__RECORDS FOR THIS EXERCISE__.
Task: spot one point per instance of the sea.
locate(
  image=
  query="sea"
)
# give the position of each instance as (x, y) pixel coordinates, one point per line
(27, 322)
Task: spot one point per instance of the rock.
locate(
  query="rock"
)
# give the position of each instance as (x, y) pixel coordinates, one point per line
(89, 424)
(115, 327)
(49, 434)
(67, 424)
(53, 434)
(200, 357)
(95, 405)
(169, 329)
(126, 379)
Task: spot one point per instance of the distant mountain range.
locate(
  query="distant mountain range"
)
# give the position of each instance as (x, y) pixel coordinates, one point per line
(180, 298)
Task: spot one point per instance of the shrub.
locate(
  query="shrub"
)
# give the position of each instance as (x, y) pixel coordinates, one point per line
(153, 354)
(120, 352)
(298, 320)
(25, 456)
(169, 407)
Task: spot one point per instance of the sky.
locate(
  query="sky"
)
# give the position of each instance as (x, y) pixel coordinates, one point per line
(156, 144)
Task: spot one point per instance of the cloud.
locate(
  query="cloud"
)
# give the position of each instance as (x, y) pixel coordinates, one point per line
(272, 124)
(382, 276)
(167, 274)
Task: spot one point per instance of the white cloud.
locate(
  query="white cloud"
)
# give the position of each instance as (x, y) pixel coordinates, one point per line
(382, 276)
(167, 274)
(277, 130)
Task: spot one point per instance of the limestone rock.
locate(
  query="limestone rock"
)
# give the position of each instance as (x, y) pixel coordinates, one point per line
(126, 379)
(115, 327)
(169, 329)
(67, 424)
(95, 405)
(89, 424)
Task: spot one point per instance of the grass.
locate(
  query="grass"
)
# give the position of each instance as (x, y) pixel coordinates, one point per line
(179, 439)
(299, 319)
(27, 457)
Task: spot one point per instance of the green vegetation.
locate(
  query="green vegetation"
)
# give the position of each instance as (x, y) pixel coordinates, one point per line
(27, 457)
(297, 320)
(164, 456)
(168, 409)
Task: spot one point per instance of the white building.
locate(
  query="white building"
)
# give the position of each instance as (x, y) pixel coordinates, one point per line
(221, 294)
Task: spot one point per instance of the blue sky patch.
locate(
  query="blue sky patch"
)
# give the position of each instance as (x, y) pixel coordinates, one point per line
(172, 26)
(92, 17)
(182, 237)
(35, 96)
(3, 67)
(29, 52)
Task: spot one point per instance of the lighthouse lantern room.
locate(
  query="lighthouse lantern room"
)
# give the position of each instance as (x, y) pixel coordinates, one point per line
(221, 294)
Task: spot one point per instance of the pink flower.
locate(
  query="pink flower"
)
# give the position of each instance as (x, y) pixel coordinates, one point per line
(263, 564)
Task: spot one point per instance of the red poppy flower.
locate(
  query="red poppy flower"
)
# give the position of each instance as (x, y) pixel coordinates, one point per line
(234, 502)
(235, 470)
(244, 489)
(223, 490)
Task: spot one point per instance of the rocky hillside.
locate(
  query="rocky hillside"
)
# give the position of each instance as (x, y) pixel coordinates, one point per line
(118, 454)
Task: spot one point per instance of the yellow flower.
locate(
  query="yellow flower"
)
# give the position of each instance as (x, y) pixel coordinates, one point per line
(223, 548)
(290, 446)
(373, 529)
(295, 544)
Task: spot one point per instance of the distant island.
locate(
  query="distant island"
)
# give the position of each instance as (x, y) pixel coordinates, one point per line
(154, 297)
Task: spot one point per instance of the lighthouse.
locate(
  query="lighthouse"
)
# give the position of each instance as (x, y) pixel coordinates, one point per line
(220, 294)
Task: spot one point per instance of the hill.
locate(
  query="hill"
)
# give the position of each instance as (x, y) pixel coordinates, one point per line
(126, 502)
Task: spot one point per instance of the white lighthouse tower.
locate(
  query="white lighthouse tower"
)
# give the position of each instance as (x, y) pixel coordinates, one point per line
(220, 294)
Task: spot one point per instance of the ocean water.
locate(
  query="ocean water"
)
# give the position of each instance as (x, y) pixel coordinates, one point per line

__EXERCISE DIRECTIONS__.
Format all the lines above as a numbered list, omitting any blank lines.

__THE RESPONSE__.
1. Task: spot one point per instance of the sea.
2. locate(
3.   image=
4.   query="sea"
5. )
6. # give the position of each instance as (x, y) pixel coordinates, one point per line
7. (27, 322)
8. Task: spot one point per instance of the rock.
9. locate(
10.   query="rock"
11. )
12. # give the position of each instance as (x, y) pixel coordinates, one point per line
13. (89, 424)
14. (115, 327)
15. (49, 434)
16. (67, 424)
17. (53, 434)
18. (200, 357)
19. (95, 405)
20. (169, 329)
21. (126, 379)
22. Task: spot one point per instance of the distant mountain range.
23. locate(
24.   query="distant mountain range"
25. )
26. # give the position of each instance as (x, y) pixel coordinates, one point per line
27. (180, 298)
28. Task: spot one point per instance of the shrub.
29. locate(
30.   query="shrub"
31. )
32. # give the position of each instance as (x, y) pixel coordinates, one point per line
33. (153, 354)
34. (120, 352)
35. (298, 320)
36. (25, 456)
37. (169, 407)
38. Task: spot one point per instance of the sky.
39. locate(
40.   query="sky"
41. )
42. # give the position of each instance as (x, y) pixel coordinates, one point per line
43. (156, 144)
44. Task: spot one point per instance of the cloud.
45. locate(
46.   query="cloud"
47. )
48. # give the position of each instance as (x, y) pixel coordinates, one point per line
49. (272, 124)
50. (382, 276)
51. (167, 274)
52. Task: spot one point per instance of the white cloud.
53. locate(
54.   query="white cloud"
55. )
56. # give the position of each instance as (x, y) pixel coordinates, one point per line
57. (382, 276)
58. (167, 274)
59. (277, 130)
60. Task: spot one point per instance of the limestone rock.
61. locate(
62.   query="limestone rock"
63. )
64. # give the position of each instance as (x, y) pixel coordinates, one point per line
65. (126, 379)
66. (115, 327)
67. (169, 329)
68. (67, 424)
69. (95, 405)
70. (89, 424)
71. Task: spot one point per instance of the grass.
72. locate(
73.   query="grass"
74. )
75. # give the position of each instance as (x, y) pixel coordinates, one point per line
76. (179, 439)
77. (299, 319)
78. (27, 457)
79. Task: spot one point per instance of the green vegetation.
80. locate(
81.   query="green vegetation"
82. )
83. # give the position of each instance as (x, y) pixel coordinates, one point per line
84. (27, 457)
85. (297, 320)
86. (164, 456)
87. (168, 409)
88. Task: spot one point per instance of the white building.
89. locate(
90.   query="white building"
91. )
92. # give the position of each instance as (x, y) pixel coordinates, one point per line
93. (221, 294)
94. Task: spot one point per instance of the blue sky patch.
95. locate(
96.   query="blue sky patch"
97. )
98. # give the position of each instance as (x, y) pixel coordinates, one point per line
99. (172, 26)
100. (92, 17)
101. (182, 237)
102. (35, 96)
103. (3, 67)
104. (29, 52)
105. Task: spot one point per instance of the lighthouse lantern room.
106. locate(
107.   query="lighthouse lantern room"
108. )
109. # give the position of each instance as (x, y) pixel coordinates, one point per line
110. (221, 294)
111. Task: spot one point per instance of the pink flower.
112. locate(
113.   query="pink flower"
114. )
115. # give the position of each instance as (x, y) pixel coordinates, one point per line
116. (263, 564)
117. Task: spot one point per instance of the red poppy flower.
118. locate(
119.   query="red poppy flower"
120. )
121. # give the position of each instance as (x, y) pixel coordinates, one point per line
122. (234, 502)
123. (235, 470)
124. (244, 489)
125. (223, 490)
126. Task: spot one point per instance of the rocky hillside.
127. locate(
128.   query="rocky hillside"
129. )
130. # give the position of each instance as (x, y) pixel coordinates, one point per line
131. (118, 454)
132. Task: spot one point per instance of the yellow flower.
133. locate(
134.   query="yellow flower"
135. )
136. # give the position of each instance as (x, y) pixel coordinates, one point per line
137. (223, 548)
138. (290, 446)
139. (373, 529)
140. (295, 544)
141. Task: spot one point per instance of the distant island.
142. locate(
143.   query="distant island"
144. )
145. # give the position of each instance as (x, y) pixel coordinates, one point per line
146. (154, 297)
147. Task: spot one point per instance of the lighthouse.
148. locate(
149.   query="lighthouse"
150. )
151. # give the position of each instance as (x, y) pixel coordinates, one point per line
152. (220, 294)
153. Task: spot one point per instance of the hill.
154. locate(
155.   query="hill"
156. )
157. # give the position of each instance as (x, y) pixel coordinates, one point per line
158. (126, 502)
159. Task: spot one point per instance of the white lighthouse tower.
160. locate(
161.   query="white lighthouse tower"
162. )
163. # give the position of each instance as (x, y) pixel coordinates, one point per line
164. (220, 294)
165. Task: spot one point per instance of the ocean water.
166. locate(
167.   query="ocean water"
168. )
169. # give the position of each instance as (x, y) pixel coordinates, one point per line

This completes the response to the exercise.